(Extract provided)
┌──
Pride Surveys make it easier for school personnel to collect information
that is required under this Act.
The Act specifically requires that indicators be measured, including
“the incidence and prevalence, age of onset, perception of
social disapproval of drug use and violence by youth in schools
and communities.”
Each user of the Pride Survey for grades 6-12 receives a short
and easy to read Executive Summary (sample)
that correlates local findings to each of these specific indicators.
The SDFSCA Act, authorized by the No Child Left Behind Act, also
requires that “collected data shall include incident reports
by school officials, anonymous student surveys, and anonymous teacher
surveys.”
Pride offers anonymous surveys for students, teachers and parents.


Pride Surveys often pay for themselves. You can consult Pride Survey
data to establish need for grant funding, to set goals and objectives
and to plan and evaluate your prevention programs. Many Pride Survey
users actually write the cost of Pride Surveys into their grant
proposals for these reasons.


Only Pride Surveys offer reliable comparisons to state and national
findings.
└──
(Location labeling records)
┌──
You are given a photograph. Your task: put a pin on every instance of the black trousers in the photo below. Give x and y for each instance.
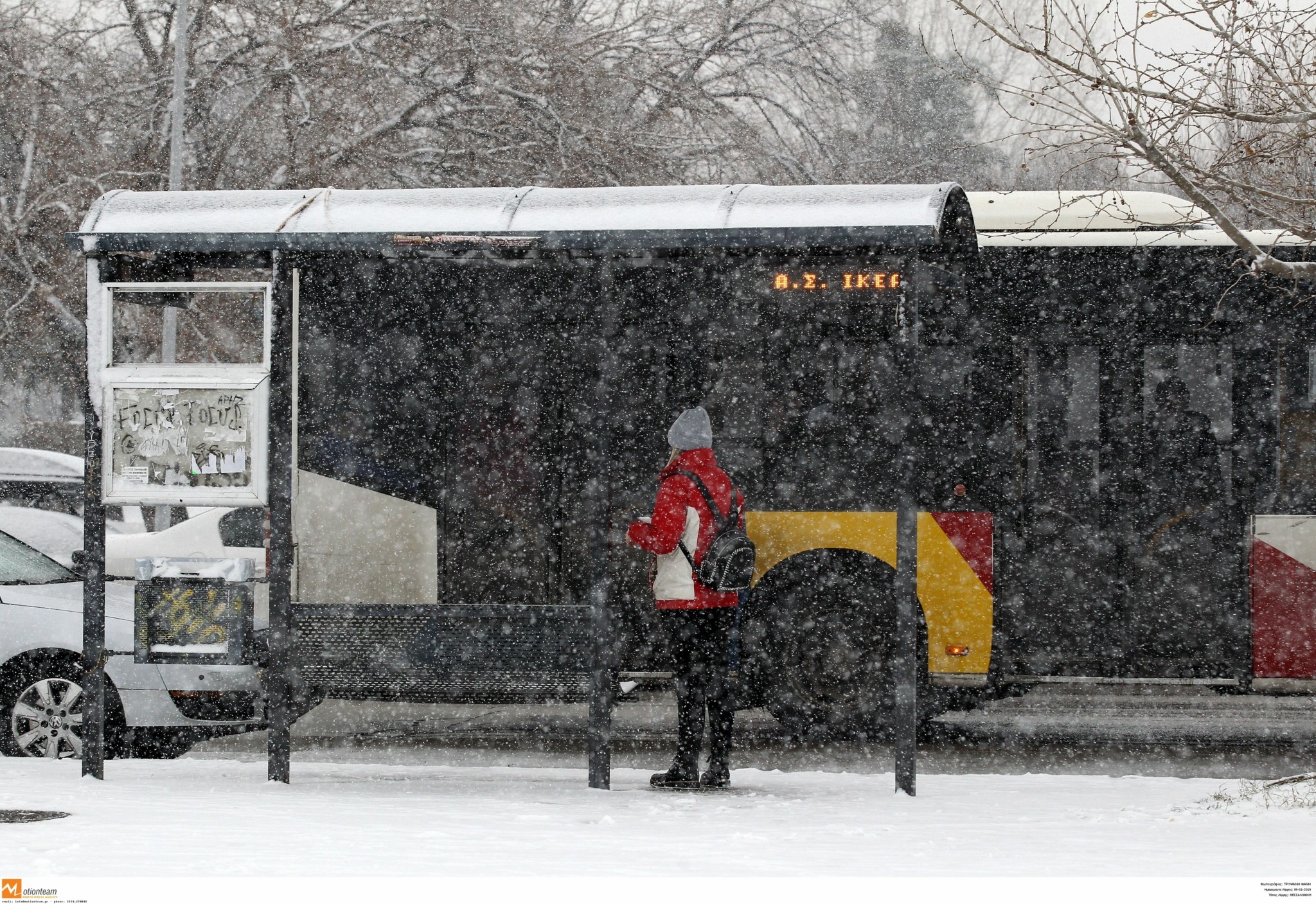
(700, 641)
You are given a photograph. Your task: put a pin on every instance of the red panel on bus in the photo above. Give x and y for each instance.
(970, 535)
(1283, 615)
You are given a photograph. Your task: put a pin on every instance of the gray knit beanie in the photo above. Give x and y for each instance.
(691, 430)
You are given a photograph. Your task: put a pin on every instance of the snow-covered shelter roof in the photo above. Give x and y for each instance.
(649, 216)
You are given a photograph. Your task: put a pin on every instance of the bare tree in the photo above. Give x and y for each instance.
(1216, 96)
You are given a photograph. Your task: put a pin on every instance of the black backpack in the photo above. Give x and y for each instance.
(728, 565)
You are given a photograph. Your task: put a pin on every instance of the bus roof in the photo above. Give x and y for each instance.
(1083, 211)
(1102, 218)
(646, 216)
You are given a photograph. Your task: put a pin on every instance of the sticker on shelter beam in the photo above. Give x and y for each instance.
(495, 241)
(197, 437)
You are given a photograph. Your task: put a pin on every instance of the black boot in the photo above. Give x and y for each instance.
(718, 775)
(677, 777)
└──
Quote the Pride Surveys text word for word, covering everything from "Pride Surveys make" down to "these specific indicators.". The records are separate material and have no connection to the text.

(Response to this exercise)
Pride Surveys make it easier for school personnel to collect information
that is required under this Act.
The Act specifically requires that indicators be measured, including
“the incidence and prevalence, age of onset, perception of
social disapproval of drug use and violence by youth in schools
and communities.”
Each user of the Pride Survey for grades 6-12 receives a short
and easy to read Executive Summary (sample)
that correlates local findings to each of these specific indicators.